**Excerpts of bounding box data**
○ ○ ○ ○ ○ ○ ○

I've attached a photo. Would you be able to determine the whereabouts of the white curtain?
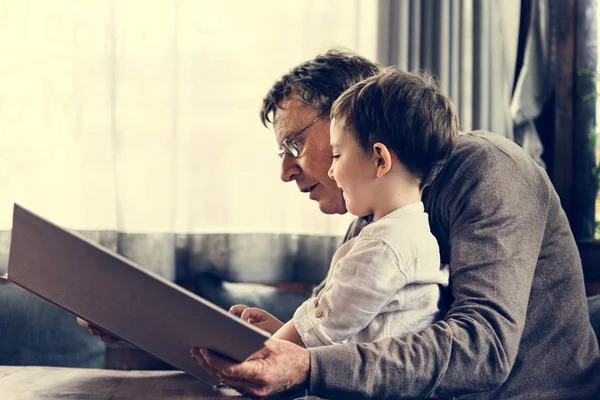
[0,0,377,236]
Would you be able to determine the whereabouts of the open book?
[7,204,269,385]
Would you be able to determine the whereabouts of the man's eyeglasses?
[279,114,325,158]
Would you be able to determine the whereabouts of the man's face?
[273,98,346,214]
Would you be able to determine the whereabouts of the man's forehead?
[273,98,318,133]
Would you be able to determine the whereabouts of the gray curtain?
[378,0,520,139]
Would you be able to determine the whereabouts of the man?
[193,51,600,399]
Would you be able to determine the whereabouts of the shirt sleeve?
[294,238,407,347]
[309,142,551,398]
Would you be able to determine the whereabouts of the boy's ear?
[373,142,392,178]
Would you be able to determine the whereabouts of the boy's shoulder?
[357,202,437,255]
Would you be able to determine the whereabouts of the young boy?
[230,68,459,347]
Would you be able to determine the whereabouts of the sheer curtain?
[378,0,520,139]
[0,0,377,280]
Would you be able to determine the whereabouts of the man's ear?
[373,142,392,178]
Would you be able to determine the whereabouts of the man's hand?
[77,317,119,343]
[190,339,310,397]
[229,304,283,334]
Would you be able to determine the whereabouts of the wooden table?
[0,366,245,400]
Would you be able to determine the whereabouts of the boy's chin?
[318,199,348,214]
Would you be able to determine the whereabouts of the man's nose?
[280,153,302,182]
[327,163,335,180]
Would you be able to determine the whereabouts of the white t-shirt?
[294,202,449,347]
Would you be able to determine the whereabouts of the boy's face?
[329,118,377,217]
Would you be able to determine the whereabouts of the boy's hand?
[229,304,283,334]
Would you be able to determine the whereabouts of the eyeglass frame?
[279,114,327,158]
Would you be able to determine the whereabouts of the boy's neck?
[373,177,422,222]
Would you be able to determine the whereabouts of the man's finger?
[190,347,220,379]
[77,317,90,329]
[199,349,237,371]
[229,304,248,315]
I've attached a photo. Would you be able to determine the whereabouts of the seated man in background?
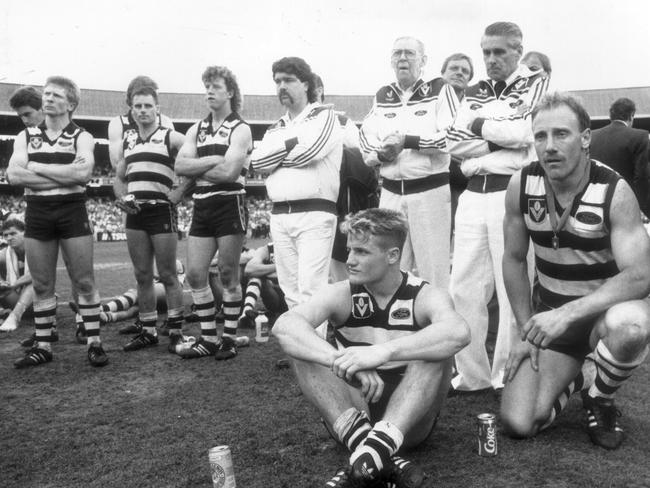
[273,209,469,487]
[0,217,34,332]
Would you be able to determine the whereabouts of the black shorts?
[190,195,247,237]
[534,302,598,361]
[126,203,178,235]
[332,218,348,263]
[25,200,93,241]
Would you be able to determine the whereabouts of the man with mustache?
[252,57,343,309]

○ ○ ○ ○ ○ ○ ○

Copy out the rows again without any change, beginning at the line that contains "Would you be able to determine the whereabouts of the eyeglass" and stopping after the line that contains "[373,177,422,222]".

**ANSWER TO THIS EXERCISE**
Would you be able to determine the whereabouts of the eyeglass frame?
[279,114,327,158]
Would you be able to determine the whereabouts of the boy's neck?
[373,177,422,222]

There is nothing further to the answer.